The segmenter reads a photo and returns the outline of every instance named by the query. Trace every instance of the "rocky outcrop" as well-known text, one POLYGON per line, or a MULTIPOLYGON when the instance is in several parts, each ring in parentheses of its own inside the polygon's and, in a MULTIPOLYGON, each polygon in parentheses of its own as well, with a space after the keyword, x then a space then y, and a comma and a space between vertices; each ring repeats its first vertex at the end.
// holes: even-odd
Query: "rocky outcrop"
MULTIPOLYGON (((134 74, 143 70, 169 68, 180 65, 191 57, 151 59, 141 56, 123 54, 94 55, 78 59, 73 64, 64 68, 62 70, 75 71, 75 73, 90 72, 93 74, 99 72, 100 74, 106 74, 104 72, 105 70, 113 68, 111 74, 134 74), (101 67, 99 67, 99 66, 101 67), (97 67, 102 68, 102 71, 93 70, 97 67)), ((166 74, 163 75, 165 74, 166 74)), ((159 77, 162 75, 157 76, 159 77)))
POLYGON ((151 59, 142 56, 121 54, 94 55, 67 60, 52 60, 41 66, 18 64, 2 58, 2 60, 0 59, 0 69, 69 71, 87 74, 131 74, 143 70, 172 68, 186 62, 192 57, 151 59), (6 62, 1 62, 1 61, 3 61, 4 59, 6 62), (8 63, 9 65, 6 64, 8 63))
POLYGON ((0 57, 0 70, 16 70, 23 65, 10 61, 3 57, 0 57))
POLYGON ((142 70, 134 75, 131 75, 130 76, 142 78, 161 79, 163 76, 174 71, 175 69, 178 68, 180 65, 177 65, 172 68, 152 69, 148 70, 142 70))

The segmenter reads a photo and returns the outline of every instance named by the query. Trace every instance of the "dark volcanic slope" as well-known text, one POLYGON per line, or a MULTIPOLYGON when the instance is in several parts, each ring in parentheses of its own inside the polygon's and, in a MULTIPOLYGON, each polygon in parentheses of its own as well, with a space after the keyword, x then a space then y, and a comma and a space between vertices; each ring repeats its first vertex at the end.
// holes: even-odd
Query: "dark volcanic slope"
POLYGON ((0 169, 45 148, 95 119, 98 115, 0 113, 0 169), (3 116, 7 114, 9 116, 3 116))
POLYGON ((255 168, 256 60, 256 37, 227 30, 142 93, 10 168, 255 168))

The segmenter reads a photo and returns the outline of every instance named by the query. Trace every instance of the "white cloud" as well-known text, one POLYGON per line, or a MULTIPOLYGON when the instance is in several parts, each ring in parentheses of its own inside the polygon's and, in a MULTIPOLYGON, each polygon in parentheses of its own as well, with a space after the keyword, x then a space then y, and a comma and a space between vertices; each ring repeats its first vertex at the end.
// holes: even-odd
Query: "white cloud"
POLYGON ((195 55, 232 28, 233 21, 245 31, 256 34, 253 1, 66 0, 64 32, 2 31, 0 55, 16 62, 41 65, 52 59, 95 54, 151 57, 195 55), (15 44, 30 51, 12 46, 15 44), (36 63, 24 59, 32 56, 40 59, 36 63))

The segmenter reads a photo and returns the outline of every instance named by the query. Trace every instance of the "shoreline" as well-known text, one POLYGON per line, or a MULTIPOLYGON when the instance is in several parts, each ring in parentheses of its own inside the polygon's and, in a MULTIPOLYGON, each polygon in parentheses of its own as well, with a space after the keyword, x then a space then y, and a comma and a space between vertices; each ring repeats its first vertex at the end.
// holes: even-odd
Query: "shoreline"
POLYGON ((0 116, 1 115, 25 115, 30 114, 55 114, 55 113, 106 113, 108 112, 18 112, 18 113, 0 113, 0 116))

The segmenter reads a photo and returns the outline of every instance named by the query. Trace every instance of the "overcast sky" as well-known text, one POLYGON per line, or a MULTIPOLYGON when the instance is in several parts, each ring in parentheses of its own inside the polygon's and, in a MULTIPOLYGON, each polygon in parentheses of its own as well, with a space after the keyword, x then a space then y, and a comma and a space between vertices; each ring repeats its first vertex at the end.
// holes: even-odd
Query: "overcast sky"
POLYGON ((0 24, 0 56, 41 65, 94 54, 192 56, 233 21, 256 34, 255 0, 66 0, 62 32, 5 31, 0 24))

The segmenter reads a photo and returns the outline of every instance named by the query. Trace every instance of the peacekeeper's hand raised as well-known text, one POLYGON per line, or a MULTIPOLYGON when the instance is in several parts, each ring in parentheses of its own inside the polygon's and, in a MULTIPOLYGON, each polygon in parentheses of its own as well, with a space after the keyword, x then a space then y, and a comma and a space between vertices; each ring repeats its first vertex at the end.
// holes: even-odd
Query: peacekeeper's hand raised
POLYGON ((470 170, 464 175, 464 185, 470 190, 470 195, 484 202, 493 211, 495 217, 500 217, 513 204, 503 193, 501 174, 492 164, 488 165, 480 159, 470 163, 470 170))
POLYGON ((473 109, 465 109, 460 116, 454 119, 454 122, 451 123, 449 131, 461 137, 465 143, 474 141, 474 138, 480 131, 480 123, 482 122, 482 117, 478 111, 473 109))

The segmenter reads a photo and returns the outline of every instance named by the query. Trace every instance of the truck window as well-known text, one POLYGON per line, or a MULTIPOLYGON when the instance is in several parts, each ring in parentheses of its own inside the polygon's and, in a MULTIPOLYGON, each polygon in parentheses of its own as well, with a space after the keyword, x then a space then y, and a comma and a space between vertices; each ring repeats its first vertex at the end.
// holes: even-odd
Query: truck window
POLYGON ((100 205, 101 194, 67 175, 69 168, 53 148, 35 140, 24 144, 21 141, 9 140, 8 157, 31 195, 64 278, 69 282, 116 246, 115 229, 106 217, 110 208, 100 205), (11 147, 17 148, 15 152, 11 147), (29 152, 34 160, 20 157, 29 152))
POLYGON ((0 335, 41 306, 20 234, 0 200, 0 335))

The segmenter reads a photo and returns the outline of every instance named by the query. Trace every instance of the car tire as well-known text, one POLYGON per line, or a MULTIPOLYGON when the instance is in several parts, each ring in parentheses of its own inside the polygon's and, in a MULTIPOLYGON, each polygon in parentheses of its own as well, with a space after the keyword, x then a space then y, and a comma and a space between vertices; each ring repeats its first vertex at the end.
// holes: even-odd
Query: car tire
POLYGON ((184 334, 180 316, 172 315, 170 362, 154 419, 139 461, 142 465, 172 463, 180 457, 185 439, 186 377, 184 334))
= = = =
◆ **WHAT IS ASKED**
Write everything from the line containing "the car tire" down to the last of the lines above, both included, as a JSON list of strings with one string per line and blank lines left out.

◆ **TASK OUTPUT**
[
  "The segmenter reads a photo and returns the outline of every instance named by the query. Trace every instance of the car tire as well-known text, one POLYGON per line, or a MULTIPOLYGON when the instance is in several parts, each ring in parentheses of its own inside the polygon's and, in a MULTIPOLYGON, each polygon in parentheses of its own as well, with a space after the keyword, x then a space then y, and a comma and a space between vertices; each ring repeats its first vertex at the end.",
  "// holes: even-odd",
  "Query: car tire",
  "POLYGON ((184 334, 180 316, 172 315, 170 362, 154 419, 139 461, 142 465, 172 463, 180 457, 185 439, 186 377, 184 334))"
]